*** Record extracts ***

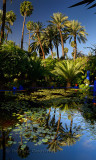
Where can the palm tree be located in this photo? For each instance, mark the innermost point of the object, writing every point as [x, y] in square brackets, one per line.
[7, 27]
[29, 27]
[77, 32]
[59, 20]
[3, 21]
[69, 70]
[87, 2]
[26, 9]
[10, 18]
[37, 30]
[48, 38]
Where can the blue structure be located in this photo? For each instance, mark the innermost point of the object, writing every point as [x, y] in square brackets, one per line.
[88, 75]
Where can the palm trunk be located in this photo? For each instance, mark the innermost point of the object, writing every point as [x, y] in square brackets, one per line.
[7, 32]
[3, 21]
[29, 42]
[57, 51]
[47, 120]
[23, 33]
[58, 126]
[75, 47]
[63, 54]
[3, 144]
[41, 46]
[71, 125]
[68, 84]
[51, 49]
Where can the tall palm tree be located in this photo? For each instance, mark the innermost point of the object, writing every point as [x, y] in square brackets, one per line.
[77, 32]
[7, 27]
[10, 18]
[69, 70]
[48, 38]
[37, 30]
[56, 39]
[26, 9]
[59, 20]
[3, 20]
[29, 27]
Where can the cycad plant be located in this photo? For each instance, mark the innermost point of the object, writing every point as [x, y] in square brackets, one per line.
[69, 70]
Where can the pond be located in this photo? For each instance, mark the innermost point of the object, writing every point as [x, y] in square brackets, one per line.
[48, 133]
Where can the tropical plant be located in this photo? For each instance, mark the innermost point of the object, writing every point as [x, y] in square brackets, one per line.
[77, 32]
[59, 20]
[69, 70]
[10, 18]
[87, 2]
[3, 21]
[56, 39]
[37, 30]
[26, 9]
[29, 27]
[48, 38]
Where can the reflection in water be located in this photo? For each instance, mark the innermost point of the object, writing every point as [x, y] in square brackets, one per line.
[52, 128]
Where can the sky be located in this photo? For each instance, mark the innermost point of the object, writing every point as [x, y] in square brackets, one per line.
[43, 9]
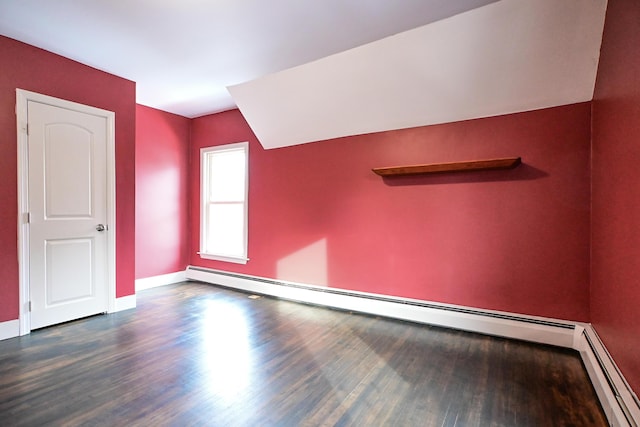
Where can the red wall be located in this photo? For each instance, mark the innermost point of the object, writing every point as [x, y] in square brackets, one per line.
[514, 240]
[33, 69]
[615, 292]
[162, 169]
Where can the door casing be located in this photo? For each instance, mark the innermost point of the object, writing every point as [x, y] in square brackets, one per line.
[22, 98]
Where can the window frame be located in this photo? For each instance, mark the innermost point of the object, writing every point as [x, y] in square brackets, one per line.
[206, 154]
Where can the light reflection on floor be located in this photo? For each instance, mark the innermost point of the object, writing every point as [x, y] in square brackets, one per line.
[226, 356]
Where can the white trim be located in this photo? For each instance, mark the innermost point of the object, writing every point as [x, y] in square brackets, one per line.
[530, 328]
[125, 303]
[206, 154]
[160, 280]
[618, 401]
[9, 329]
[620, 404]
[22, 98]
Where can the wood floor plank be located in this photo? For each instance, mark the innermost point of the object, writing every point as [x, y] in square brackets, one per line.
[193, 354]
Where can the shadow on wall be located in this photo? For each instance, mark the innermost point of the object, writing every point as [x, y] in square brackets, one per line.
[524, 172]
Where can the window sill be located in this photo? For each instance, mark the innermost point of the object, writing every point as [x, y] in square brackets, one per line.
[236, 260]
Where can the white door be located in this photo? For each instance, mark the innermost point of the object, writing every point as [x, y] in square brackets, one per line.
[67, 198]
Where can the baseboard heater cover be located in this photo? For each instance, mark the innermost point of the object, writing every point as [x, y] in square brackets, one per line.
[531, 328]
[618, 400]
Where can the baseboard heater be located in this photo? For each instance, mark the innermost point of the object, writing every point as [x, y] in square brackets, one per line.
[620, 404]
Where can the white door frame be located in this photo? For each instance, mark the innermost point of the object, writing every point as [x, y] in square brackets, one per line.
[22, 98]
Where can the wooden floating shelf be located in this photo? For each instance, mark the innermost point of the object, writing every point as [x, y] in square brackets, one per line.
[468, 166]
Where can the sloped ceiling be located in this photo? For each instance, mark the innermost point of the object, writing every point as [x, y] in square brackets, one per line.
[308, 71]
[509, 56]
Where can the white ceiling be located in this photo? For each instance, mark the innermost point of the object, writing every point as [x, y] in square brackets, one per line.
[305, 71]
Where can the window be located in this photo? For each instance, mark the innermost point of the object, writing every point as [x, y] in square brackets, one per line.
[224, 187]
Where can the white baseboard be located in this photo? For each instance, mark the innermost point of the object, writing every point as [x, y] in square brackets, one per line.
[620, 404]
[125, 303]
[530, 328]
[161, 280]
[9, 329]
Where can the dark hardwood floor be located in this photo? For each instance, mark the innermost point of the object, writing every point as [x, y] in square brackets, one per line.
[197, 355]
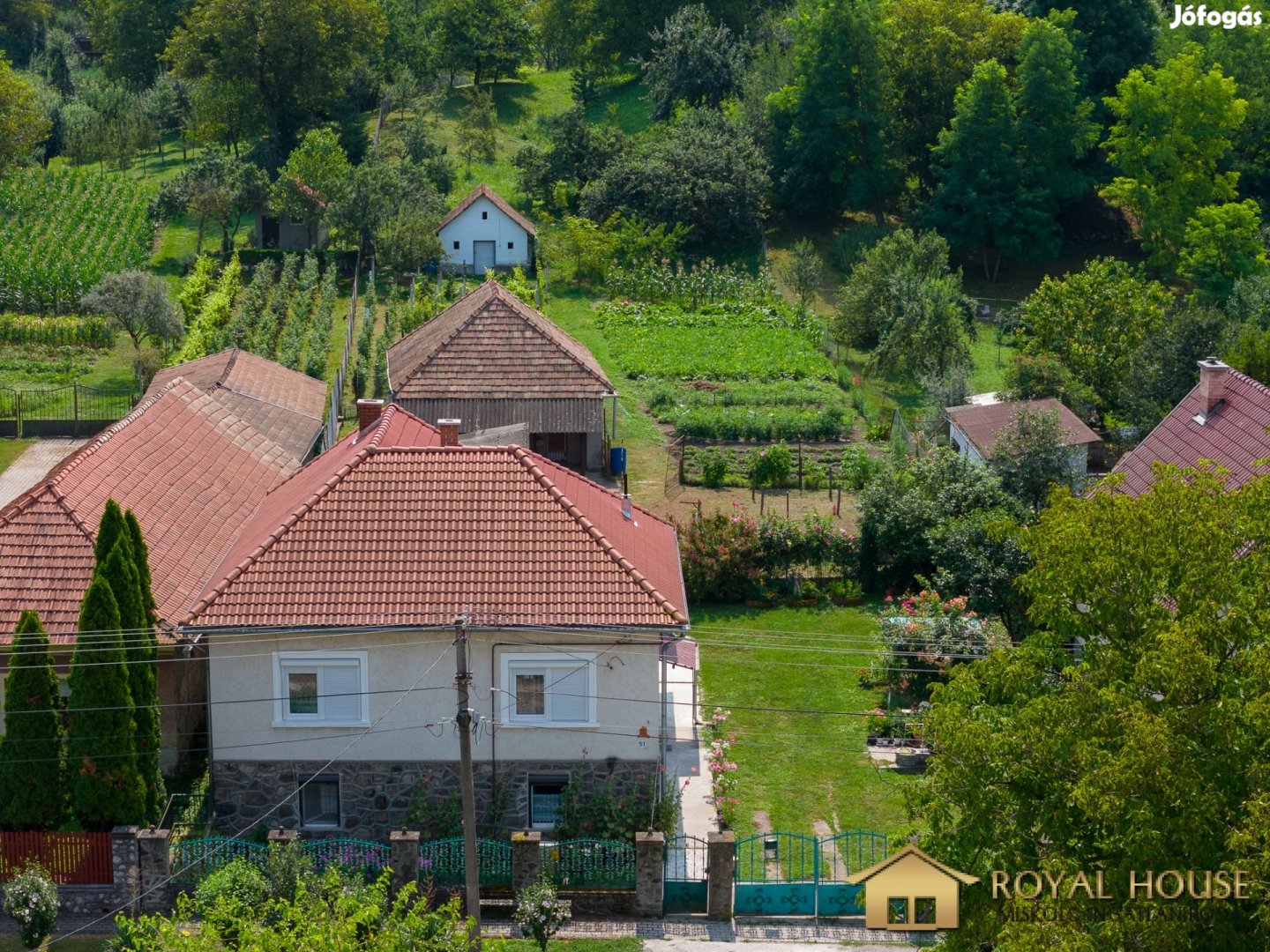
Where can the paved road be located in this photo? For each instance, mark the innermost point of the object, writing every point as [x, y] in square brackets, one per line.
[28, 469]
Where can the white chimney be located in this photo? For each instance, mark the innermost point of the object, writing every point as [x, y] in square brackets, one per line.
[449, 432]
[1212, 383]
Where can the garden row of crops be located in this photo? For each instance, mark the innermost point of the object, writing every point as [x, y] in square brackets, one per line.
[285, 312]
[718, 342]
[40, 329]
[730, 371]
[60, 233]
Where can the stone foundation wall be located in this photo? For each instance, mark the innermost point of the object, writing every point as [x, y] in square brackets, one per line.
[375, 796]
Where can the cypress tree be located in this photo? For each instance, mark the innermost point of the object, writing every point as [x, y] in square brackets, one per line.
[101, 747]
[140, 654]
[141, 557]
[32, 770]
[109, 531]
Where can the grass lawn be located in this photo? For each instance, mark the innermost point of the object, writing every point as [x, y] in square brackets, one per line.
[11, 450]
[799, 768]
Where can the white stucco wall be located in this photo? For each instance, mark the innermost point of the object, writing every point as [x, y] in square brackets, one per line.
[498, 227]
[243, 710]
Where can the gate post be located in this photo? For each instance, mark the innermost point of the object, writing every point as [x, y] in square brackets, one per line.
[155, 870]
[649, 874]
[404, 859]
[721, 874]
[526, 859]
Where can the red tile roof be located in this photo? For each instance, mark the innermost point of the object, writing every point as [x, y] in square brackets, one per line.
[389, 528]
[1233, 435]
[190, 471]
[285, 405]
[982, 423]
[484, 190]
[492, 346]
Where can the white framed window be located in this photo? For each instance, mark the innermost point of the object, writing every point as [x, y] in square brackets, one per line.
[319, 801]
[320, 688]
[557, 688]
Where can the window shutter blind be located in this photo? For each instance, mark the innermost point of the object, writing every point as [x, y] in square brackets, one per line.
[342, 697]
[569, 693]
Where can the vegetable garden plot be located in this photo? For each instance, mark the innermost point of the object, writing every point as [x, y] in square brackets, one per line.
[61, 231]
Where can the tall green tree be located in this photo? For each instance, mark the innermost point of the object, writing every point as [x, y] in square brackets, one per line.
[141, 652]
[830, 124]
[929, 49]
[22, 123]
[1171, 143]
[1094, 320]
[131, 36]
[32, 767]
[1221, 245]
[982, 204]
[311, 179]
[1056, 130]
[1114, 36]
[693, 60]
[273, 68]
[1108, 761]
[106, 786]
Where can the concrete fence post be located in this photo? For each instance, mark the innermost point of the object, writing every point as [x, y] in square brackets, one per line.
[526, 859]
[404, 859]
[649, 874]
[127, 873]
[153, 859]
[721, 874]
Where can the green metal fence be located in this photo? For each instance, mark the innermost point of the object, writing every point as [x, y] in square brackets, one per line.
[195, 859]
[589, 863]
[442, 862]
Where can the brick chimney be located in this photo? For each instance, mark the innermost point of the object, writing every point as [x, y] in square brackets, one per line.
[449, 432]
[1212, 383]
[367, 413]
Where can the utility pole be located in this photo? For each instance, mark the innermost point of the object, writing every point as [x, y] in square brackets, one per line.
[462, 681]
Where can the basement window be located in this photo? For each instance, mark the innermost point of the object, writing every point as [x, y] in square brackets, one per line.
[319, 801]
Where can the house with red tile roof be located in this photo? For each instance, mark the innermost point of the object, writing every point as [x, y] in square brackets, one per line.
[192, 471]
[329, 628]
[492, 361]
[285, 405]
[975, 428]
[1224, 419]
[482, 233]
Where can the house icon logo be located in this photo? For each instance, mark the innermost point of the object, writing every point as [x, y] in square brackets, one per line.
[911, 891]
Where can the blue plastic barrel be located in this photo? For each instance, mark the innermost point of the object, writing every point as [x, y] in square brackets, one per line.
[617, 460]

***

■ The exercise
Print exactly the lines from the one with "Where can the basement" through the end of the data, inclusive.

■ Response to this exercise
Where can the basement window be located in this photo? For each instance, mark the innermost point of the object, writing every point as [x, y] in square brackets, one per line.
[319, 801]
Where can the house with red tile roof be located in this photo? For each instance, mark the innermost point of the object, writing every point as [x, y] in square brackets, one per line.
[192, 471]
[329, 628]
[492, 361]
[285, 405]
[975, 428]
[1224, 419]
[482, 233]
Where can the house icon logo be located in this photo? For each instance, mark the innermost point of the object, writing every point as [x, y] in square brackets, one per line.
[911, 891]
Where can the blue plastic barrel be located in this photo? For each instance, mark the innermost point of the object, writing every point as [x, y] in square brackets, one per line.
[617, 460]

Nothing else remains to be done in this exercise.